→ **Reading passage**:
Core concepts¶

A 5-minute mental model of pls4all. If you are coming from sklearn, pls::plsr or MATLAB plsregress, the diagram in the overview is the shortest path — this page expands the moving parts.

1. Context, Config, Model¶

Every call goes through three handles:

Handle	Role	Lifetime
`Context`	RNG seed, thread count, backend (CPU / CUDA), error string	usually one per program
`Config`	Algorithm choice, hyperparameters, centring / scaling flags	one per fit
`Model`	The fitted artifact — coefficients, x_mean, y_mean, scores	one per `(X, y)` pair

In every binding the three are wrapped idiomatically. In Python:

import pls4all

with pls4all.Context() as ctx, pls4all.Config() as cfg:
    ctx.seed = 42
    cfg.algorithm = pls4all.Algorithm.PLS_REGRESSION
    cfg.solver    = pls4all.Solver.SIMPLS
    cfg.deflation = pls4all.Deflation.REGRESSION
    cfg.n_components = 5
    model = pls4all.Model.fit(ctx, cfg, X, y)
    y_hat = model.predict(ctx, X_new)
    model.close()

In R:

fit <- pls(y ~ ., data = df, ncomp = 5, algo = "pls_simpls")
y_hat <- predict(fit, newdata = df_new)

→ **Listed records**:
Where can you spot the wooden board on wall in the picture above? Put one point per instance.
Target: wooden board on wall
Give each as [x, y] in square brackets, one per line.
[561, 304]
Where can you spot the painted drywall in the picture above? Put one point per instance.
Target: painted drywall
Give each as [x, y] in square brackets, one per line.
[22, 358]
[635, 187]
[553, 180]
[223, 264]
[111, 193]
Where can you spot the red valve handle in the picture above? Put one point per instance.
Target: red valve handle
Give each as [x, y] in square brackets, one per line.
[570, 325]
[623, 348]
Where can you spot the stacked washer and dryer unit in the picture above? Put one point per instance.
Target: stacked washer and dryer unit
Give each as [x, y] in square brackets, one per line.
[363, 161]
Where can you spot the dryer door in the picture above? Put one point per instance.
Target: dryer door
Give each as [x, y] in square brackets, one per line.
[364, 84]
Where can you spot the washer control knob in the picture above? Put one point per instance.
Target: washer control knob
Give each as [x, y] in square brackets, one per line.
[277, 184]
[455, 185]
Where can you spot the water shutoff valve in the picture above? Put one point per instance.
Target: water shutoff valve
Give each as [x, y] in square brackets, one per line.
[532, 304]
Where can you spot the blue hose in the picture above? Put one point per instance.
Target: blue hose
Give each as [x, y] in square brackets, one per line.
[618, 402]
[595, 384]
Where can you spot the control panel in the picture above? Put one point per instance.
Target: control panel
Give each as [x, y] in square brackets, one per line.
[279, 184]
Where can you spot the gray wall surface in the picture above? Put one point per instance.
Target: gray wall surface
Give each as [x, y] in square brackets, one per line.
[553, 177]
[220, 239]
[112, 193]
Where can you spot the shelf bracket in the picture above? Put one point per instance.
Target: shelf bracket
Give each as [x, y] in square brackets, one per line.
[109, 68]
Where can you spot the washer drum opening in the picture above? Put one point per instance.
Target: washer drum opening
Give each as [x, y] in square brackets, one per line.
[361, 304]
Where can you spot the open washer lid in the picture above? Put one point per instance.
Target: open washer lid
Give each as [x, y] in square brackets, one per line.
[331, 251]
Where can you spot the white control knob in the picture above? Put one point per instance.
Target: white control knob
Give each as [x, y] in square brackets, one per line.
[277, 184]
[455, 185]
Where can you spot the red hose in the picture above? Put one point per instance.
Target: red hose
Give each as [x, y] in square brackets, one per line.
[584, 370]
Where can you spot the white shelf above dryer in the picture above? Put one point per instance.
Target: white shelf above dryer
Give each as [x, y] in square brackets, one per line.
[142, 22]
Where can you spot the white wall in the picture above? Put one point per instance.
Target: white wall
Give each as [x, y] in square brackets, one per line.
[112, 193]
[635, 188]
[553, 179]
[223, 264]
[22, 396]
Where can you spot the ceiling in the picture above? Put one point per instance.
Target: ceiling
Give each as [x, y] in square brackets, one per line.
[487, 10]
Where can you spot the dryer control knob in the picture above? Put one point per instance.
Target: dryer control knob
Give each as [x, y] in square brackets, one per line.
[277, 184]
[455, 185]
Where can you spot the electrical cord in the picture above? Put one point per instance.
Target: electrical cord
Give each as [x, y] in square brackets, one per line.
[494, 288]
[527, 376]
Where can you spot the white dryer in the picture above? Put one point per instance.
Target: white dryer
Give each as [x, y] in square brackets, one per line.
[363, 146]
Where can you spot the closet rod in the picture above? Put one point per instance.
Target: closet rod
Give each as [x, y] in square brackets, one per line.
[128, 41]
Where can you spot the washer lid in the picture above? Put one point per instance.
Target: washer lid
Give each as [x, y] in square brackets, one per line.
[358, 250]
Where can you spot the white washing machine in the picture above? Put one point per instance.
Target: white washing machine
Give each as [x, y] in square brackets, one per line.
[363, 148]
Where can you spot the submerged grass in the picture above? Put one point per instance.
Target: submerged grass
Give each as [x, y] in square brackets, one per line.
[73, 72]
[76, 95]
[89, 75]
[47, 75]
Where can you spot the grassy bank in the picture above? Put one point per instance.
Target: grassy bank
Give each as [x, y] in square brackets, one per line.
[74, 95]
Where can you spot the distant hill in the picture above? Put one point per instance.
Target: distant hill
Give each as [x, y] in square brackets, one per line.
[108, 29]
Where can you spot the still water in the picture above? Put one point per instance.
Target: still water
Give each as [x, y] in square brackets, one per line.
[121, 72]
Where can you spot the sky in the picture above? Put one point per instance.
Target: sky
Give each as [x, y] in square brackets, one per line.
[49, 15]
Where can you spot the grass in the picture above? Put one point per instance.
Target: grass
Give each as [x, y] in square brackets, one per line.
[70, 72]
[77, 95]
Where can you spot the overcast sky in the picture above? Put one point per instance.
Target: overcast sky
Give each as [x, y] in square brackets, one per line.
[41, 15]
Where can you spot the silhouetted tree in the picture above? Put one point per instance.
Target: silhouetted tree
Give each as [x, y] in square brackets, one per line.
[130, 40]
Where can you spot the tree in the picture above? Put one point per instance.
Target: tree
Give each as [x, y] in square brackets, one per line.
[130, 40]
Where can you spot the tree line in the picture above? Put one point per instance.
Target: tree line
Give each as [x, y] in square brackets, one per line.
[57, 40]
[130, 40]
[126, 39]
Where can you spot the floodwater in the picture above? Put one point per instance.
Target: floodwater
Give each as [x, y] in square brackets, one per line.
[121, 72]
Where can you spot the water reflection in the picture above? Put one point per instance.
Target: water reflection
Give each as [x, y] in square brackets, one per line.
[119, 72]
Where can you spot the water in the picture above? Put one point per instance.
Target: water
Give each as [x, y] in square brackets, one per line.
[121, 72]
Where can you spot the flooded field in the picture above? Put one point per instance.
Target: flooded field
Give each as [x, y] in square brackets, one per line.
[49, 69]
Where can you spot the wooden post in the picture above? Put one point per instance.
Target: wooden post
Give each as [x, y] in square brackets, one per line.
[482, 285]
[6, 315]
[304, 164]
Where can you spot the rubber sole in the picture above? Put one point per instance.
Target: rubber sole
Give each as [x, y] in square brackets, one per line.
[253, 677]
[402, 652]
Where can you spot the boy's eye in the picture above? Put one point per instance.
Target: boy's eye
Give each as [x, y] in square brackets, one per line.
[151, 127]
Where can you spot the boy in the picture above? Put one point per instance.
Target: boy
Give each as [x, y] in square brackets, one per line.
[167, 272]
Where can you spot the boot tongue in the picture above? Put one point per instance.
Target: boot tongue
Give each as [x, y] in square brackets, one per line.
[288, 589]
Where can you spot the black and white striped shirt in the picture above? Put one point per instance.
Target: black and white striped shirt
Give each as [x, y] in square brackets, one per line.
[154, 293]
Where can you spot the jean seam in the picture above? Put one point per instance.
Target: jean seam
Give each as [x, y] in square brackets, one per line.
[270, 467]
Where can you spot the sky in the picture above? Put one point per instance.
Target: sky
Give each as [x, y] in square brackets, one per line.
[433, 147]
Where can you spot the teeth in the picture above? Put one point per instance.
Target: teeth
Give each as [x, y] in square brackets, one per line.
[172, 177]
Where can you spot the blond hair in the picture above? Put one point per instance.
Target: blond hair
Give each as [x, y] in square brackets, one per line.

→ **Challenge A**: Copy out the rows verbatim, beginning at the line that contains "Where can you spot the blond" and ending with the last line of the rows.
→ **Challenge B**: Carry on with the pls4all core concepts page from the point where it ends.
The pls4all core concepts page and the rows come from unrelated sources.

→ **Exercise answer A**:
Where can you spot the blond hair in the picture above? Put one point per instance.
Target: blond hair
Give each as [x, y] in square brackets, one per line.

→ **Exercise answer B**:
In MATLAB / Octave:

mdl  = n4m.fitrpls(X, y, "NumComponents", 5);
yhat = predict(mdl, Xnew);

The C ABI handles n4m_context_t*, n4m_config_t*, n4m_model_t* are the same objects underneath.

2. Two API tiers¶

Each binding exposes the same surface in two flavours:

Tier-1 — raw / canonical. A 1:1 mapping to the C ABI. Direct, minimum overhead, accepts NumPy / R matrix / MATLAB double exactly as the C layer wants it. This is what the parity benchmark drives.
Tier-2 — idiomatic. Wraps tier-1 in the host language’s expected estimator shape (sklearn BaseEstimator, R formula+S3 with predict() / summary() / coef(), MATLAB classdef with predict / loss / score).

Model-based Python estimators persist their fitted native state through the same C ABI used by tier 1. Their pickle state embeds a raw N4MM payload; this is not a general tier-2 interchange format or a nirs4all .n4a pipeline bundle.

3. Five C++ acceleration builds¶

libn4m is built five ways. The build is a property of the dynamic library you load, not of the API — every binding sees the same function names regardless.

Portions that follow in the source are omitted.